### Trecho do documento
--------------------------------

Artista que abriu CCBB-SP com a performance "Tereza" e a instalação "Lúcido Nigredo" dará palestra

Tunga apresenta prazer e violência social

TIAGO MESQUITA
CRÍTICO DA FOLHA

Mesmo levando em conta o prestígio internacional e a importância de Tunga para a arte contemporânea brasileira, não deixa de ser curiosa a sua forma de intervenção durante a inauguração do espaço do Centro Cultural Banco do Brasil, em São Paulo.
Pensando na auto-imagem arquitetônica do CCBB, como um passado idealizado do centro velho, não deixa de ser curioso ver como certa ambiguidade da forma, tratada ostensivamente na obra de Tunga, é potencializada em sua intervenção, que traz ao prédio reformado todas as trevas que ela proclama expurgar. O modo como o artista faz a passagem da atuação escultórica para a performance é reveladora.
Tunga aproveita-se do despertar de uma certa interioridade misteriosa dos materiais, constante em sua obra. Vidro, ferro, imã e outros saem do repouso mineral instituindo um campo energético que desmente uma inércia dócil da natureza. As propriedades estranhas são reveladas como características que, até então, estavam camufladas na matéria.
"Lúcido Nigredo", instalação exposta no segundo andar do CCBB, trata a transparência e a estabilidade das formas numa temporalidade em que as coisas se mostram em um estado intermediário. Pontuada pelos filmes projetados nas duas extremidades da sala, o artista lida com o hiato entre um ponto de partida e um de chegada. Em um lado, desce um elevador, e, em outro, é filmada a subida numa escada.
A profusão de cobertores acidenta todo o chão da sala, tornando-o escorregadio. Chapas e recipientes de vidro sobrepostos confundem os contornos e põem a transparência sob suspeita.
No momento em que o espectador adentra esse espaço, o sistema de reações parece se consumar. Tanto as lâminas de vidro como as esferas e o tecido reagem à sua presença, e o que poderia ser entendido como potencial de uma sociabilidade interessante revela-se como impossibilidade.
Podemos dizer que a resignificação da matéria, que em Beuys -que parece ser a maior referência de Tunga nesta exposição- pretendia a reconciliação harmônica entre homem e natureza, no escultor pernambucano revela a face indomável da matéria.

--------------------------------

### Registros de dados
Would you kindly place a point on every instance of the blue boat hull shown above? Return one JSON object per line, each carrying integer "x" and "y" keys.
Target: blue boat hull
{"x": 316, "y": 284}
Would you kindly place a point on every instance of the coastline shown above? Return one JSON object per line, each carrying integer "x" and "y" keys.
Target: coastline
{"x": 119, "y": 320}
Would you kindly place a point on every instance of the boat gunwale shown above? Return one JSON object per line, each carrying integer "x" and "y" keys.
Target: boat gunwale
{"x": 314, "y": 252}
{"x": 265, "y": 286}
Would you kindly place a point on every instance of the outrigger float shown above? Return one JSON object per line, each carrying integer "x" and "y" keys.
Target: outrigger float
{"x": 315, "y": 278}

--------------------------------

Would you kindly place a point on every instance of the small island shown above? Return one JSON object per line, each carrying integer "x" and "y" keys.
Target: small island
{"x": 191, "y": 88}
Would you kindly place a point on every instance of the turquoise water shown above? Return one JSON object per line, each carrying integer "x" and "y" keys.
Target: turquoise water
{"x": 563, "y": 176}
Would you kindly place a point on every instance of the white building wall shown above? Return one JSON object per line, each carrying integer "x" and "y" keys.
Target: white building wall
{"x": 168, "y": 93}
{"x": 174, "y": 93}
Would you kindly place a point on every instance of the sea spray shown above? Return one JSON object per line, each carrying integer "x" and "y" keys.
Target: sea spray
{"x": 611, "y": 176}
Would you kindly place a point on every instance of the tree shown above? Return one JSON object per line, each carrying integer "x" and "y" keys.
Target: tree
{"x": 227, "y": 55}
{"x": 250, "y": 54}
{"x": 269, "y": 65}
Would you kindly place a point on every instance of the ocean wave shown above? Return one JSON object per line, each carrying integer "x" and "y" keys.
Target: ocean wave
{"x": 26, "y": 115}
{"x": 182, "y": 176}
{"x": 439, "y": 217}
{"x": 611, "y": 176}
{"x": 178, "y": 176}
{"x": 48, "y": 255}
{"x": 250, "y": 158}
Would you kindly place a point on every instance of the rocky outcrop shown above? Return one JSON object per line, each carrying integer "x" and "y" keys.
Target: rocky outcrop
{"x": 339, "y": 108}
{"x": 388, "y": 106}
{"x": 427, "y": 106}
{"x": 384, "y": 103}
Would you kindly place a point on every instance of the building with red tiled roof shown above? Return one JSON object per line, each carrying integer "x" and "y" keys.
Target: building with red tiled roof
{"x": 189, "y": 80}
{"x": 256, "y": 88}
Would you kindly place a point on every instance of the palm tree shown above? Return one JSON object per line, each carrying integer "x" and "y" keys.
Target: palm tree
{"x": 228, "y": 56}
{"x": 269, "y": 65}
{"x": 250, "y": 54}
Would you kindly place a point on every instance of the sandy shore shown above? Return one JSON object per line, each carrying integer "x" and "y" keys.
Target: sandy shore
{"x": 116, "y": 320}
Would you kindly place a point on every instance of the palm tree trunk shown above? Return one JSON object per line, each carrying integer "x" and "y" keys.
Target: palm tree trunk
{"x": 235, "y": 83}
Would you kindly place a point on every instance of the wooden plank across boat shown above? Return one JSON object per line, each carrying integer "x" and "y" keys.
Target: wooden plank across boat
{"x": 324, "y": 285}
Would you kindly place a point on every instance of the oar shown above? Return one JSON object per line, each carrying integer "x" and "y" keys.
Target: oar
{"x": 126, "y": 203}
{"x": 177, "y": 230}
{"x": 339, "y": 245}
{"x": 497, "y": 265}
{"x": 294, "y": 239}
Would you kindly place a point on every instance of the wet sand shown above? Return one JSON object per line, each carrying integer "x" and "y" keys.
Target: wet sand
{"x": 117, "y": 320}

--------------------------------

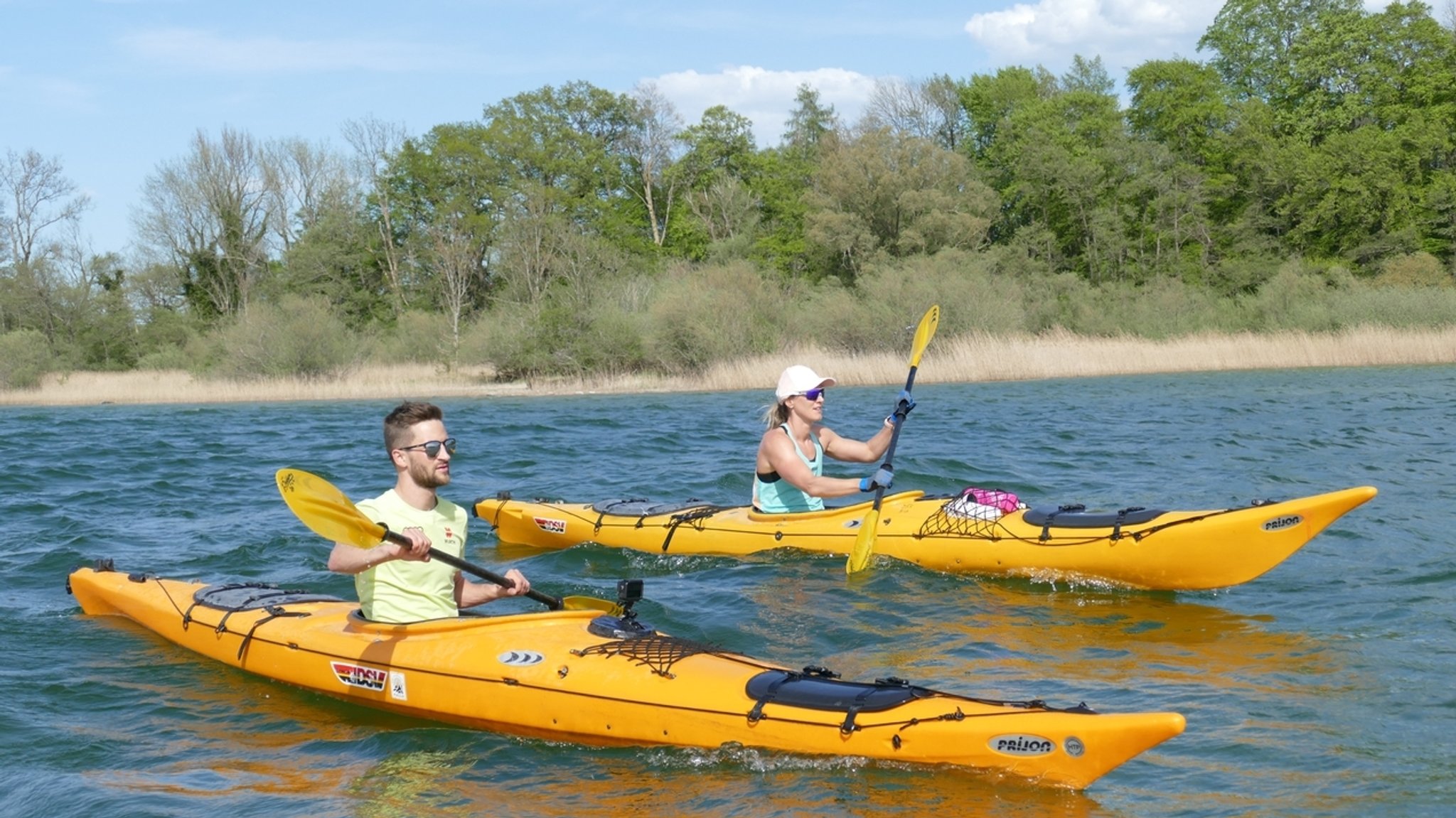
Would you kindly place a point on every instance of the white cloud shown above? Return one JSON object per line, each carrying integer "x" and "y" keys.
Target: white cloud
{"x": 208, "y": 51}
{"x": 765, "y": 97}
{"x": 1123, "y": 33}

--------------------------------

### Tarefa solicitada
Transcreva sem alterações o trecho da crítica sobre Tunga compreendido entre "Pensando na auto-imagem" e "camufladas na matéria.", inclusive. O material não guarda relação alguma com a crítica sobre Tunga.

### A solução
Pensando na auto-imagem arquitetônica do CCBB, como um passado idealizado do centro velho, não deixa de ser curioso ver como certa ambiguidade da forma, tratada ostensivamente na obra de Tunga, é potencializada em sua intervenção, que traz ao prédio reformado todas as trevas que ela proclama expurgar. O modo como o artista faz a passagem da atuação escultórica para a performance é reveladora.
Tunga aproveita-se do despertar de uma certa interioridade misteriosa dos materiais, constante em sua obra. Vidro, ferro, imã e outros saem do repouso mineral instituindo um campo energético que desmente uma inércia dócil da natureza. As propriedades estranhas são reveladas como características que, até então, estavam camufladas na matéria.